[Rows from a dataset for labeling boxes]
________________________
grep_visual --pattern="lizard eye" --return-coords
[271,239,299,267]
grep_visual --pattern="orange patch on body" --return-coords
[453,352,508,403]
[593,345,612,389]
________________________
• **Task to complete**
Quote the data above word for word, leaving nothing out.

• **Exercise answer**
grep_visual --pattern="lizard eye" --return-coords
[271,239,299,267]
grep_visual --pattern="orange patch on body" --return-coords
[453,352,508,403]
[593,345,612,389]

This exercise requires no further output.